Work instructions
From the entries below, select and copy every line that contains the word "trunk", treating uppercase and lowercase as distinct.

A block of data
——————
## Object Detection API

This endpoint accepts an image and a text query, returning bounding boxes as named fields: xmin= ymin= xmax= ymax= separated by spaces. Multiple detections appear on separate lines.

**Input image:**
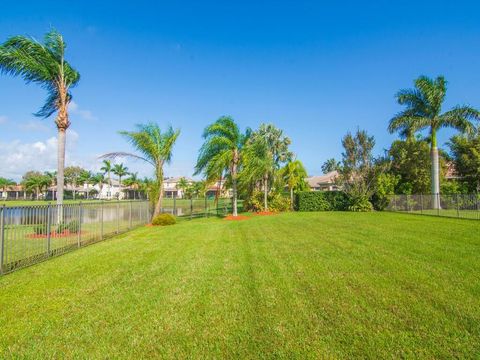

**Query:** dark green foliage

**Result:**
xmin=33 ymin=224 xmax=48 ymax=235
xmin=296 ymin=191 xmax=349 ymax=211
xmin=56 ymin=220 xmax=80 ymax=234
xmin=152 ymin=214 xmax=177 ymax=226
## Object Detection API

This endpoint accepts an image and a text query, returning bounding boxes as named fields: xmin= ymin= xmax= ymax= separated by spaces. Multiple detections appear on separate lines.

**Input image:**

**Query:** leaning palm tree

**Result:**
xmin=0 ymin=30 xmax=80 ymax=205
xmin=102 ymin=123 xmax=180 ymax=217
xmin=195 ymin=116 xmax=250 ymax=216
xmin=388 ymin=76 xmax=480 ymax=209
xmin=280 ymin=160 xmax=307 ymax=210
xmin=100 ymin=160 xmax=113 ymax=198
xmin=112 ymin=164 xmax=128 ymax=189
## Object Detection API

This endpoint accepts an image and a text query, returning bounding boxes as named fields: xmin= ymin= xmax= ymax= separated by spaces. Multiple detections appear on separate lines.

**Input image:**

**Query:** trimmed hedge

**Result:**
xmin=296 ymin=191 xmax=349 ymax=211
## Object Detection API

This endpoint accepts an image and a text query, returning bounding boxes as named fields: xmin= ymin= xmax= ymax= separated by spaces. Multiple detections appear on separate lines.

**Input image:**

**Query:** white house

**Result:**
xmin=305 ymin=171 xmax=339 ymax=191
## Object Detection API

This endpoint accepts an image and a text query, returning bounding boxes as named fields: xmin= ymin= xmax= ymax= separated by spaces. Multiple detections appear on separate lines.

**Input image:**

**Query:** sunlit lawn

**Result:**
xmin=0 ymin=213 xmax=480 ymax=359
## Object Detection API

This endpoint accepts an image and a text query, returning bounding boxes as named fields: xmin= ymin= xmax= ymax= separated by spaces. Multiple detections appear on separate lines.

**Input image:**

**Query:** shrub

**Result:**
xmin=244 ymin=190 xmax=290 ymax=212
xmin=56 ymin=220 xmax=80 ymax=234
xmin=152 ymin=214 xmax=177 ymax=226
xmin=33 ymin=224 xmax=48 ymax=235
xmin=295 ymin=191 xmax=348 ymax=211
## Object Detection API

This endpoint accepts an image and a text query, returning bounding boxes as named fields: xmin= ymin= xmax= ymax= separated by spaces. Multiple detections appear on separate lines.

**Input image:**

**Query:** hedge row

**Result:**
xmin=296 ymin=191 xmax=348 ymax=211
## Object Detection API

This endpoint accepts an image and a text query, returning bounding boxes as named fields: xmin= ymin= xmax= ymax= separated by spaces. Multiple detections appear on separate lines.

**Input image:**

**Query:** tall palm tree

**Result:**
xmin=102 ymin=123 xmax=180 ymax=217
xmin=177 ymin=177 xmax=190 ymax=197
xmin=0 ymin=30 xmax=80 ymax=205
xmin=280 ymin=160 xmax=307 ymax=210
xmin=123 ymin=172 xmax=140 ymax=200
xmin=248 ymin=124 xmax=293 ymax=211
xmin=388 ymin=76 xmax=480 ymax=209
xmin=91 ymin=172 xmax=105 ymax=198
xmin=195 ymin=116 xmax=250 ymax=216
xmin=112 ymin=164 xmax=128 ymax=190
xmin=100 ymin=160 xmax=113 ymax=198
xmin=78 ymin=170 xmax=93 ymax=200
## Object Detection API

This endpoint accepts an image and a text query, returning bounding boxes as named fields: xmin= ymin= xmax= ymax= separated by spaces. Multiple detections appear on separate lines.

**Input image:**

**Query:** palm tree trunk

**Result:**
xmin=430 ymin=130 xmax=441 ymax=209
xmin=290 ymin=186 xmax=293 ymax=210
xmin=57 ymin=128 xmax=67 ymax=205
xmin=263 ymin=174 xmax=268 ymax=211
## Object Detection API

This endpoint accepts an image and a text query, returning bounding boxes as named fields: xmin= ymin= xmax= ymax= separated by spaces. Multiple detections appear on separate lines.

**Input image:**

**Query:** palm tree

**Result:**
xmin=195 ymin=116 xmax=250 ymax=216
xmin=112 ymin=164 xmax=128 ymax=197
xmin=0 ymin=30 xmax=80 ymax=205
xmin=91 ymin=173 xmax=105 ymax=198
xmin=388 ymin=76 xmax=480 ymax=209
xmin=100 ymin=160 xmax=113 ymax=198
xmin=78 ymin=170 xmax=93 ymax=200
xmin=246 ymin=124 xmax=293 ymax=211
xmin=281 ymin=160 xmax=307 ymax=210
xmin=102 ymin=123 xmax=180 ymax=217
xmin=123 ymin=173 xmax=140 ymax=200
xmin=177 ymin=177 xmax=190 ymax=197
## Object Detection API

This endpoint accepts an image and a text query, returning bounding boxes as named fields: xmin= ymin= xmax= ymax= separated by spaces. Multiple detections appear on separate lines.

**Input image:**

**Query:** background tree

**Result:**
xmin=112 ymin=164 xmax=128 ymax=197
xmin=448 ymin=130 xmax=480 ymax=192
xmin=103 ymin=123 xmax=180 ymax=217
xmin=78 ymin=170 xmax=93 ymax=199
xmin=0 ymin=177 xmax=16 ymax=197
xmin=338 ymin=130 xmax=383 ymax=211
xmin=0 ymin=30 xmax=80 ymax=204
xmin=123 ymin=172 xmax=140 ymax=200
xmin=91 ymin=172 xmax=105 ymax=197
xmin=322 ymin=158 xmax=340 ymax=174
xmin=388 ymin=76 xmax=480 ymax=208
xmin=280 ymin=160 xmax=307 ymax=210
xmin=65 ymin=166 xmax=85 ymax=200
xmin=100 ymin=160 xmax=113 ymax=198
xmin=22 ymin=171 xmax=51 ymax=200
xmin=195 ymin=116 xmax=249 ymax=216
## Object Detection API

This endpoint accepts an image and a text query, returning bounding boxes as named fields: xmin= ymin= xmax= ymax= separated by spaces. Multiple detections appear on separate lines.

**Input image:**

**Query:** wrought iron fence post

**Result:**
xmin=47 ymin=203 xmax=51 ymax=256
xmin=77 ymin=201 xmax=83 ymax=247
xmin=117 ymin=200 xmax=120 ymax=234
xmin=0 ymin=204 xmax=5 ymax=275
xmin=100 ymin=200 xmax=103 ymax=240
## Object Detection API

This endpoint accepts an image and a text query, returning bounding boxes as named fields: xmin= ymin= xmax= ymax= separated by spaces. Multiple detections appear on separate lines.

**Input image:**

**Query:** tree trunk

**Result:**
xmin=232 ymin=149 xmax=238 ymax=217
xmin=430 ymin=146 xmax=441 ymax=209
xmin=57 ymin=128 xmax=67 ymax=205
xmin=263 ymin=174 xmax=268 ymax=211
xmin=290 ymin=186 xmax=293 ymax=210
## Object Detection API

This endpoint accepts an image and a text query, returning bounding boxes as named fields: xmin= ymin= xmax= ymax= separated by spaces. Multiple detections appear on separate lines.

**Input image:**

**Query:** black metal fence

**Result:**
xmin=0 ymin=201 xmax=150 ymax=274
xmin=386 ymin=194 xmax=480 ymax=220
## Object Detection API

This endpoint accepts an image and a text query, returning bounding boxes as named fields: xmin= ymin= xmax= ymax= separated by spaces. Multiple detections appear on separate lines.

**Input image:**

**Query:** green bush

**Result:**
xmin=56 ymin=220 xmax=80 ymax=234
xmin=244 ymin=190 xmax=290 ymax=212
xmin=295 ymin=191 xmax=348 ymax=211
xmin=33 ymin=224 xmax=48 ymax=235
xmin=152 ymin=214 xmax=177 ymax=226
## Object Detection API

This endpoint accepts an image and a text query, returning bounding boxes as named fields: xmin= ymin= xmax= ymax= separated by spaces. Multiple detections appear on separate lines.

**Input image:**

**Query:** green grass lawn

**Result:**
xmin=0 ymin=212 xmax=480 ymax=359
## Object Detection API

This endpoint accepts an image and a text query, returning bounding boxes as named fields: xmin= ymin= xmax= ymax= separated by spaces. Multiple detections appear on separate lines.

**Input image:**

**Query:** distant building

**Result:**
xmin=305 ymin=170 xmax=339 ymax=191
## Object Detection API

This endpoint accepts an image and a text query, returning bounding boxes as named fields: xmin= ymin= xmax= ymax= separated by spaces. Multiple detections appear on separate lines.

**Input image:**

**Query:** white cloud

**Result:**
xmin=0 ymin=130 xmax=78 ymax=180
xmin=69 ymin=101 xmax=97 ymax=120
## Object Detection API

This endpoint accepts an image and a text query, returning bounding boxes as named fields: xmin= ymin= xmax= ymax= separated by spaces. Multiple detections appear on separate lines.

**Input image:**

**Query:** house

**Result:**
xmin=305 ymin=171 xmax=339 ymax=191
xmin=163 ymin=176 xmax=194 ymax=199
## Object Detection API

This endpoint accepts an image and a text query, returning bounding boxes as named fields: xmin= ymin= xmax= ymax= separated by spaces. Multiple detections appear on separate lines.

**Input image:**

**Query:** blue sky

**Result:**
xmin=0 ymin=1 xmax=480 ymax=179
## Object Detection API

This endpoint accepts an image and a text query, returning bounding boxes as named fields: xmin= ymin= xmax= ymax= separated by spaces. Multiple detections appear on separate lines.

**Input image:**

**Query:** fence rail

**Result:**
xmin=0 ymin=201 xmax=150 ymax=274
xmin=385 ymin=194 xmax=480 ymax=220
——————
Result for this exercise
**Query:** palm tree trunk
**Query:** tree trunk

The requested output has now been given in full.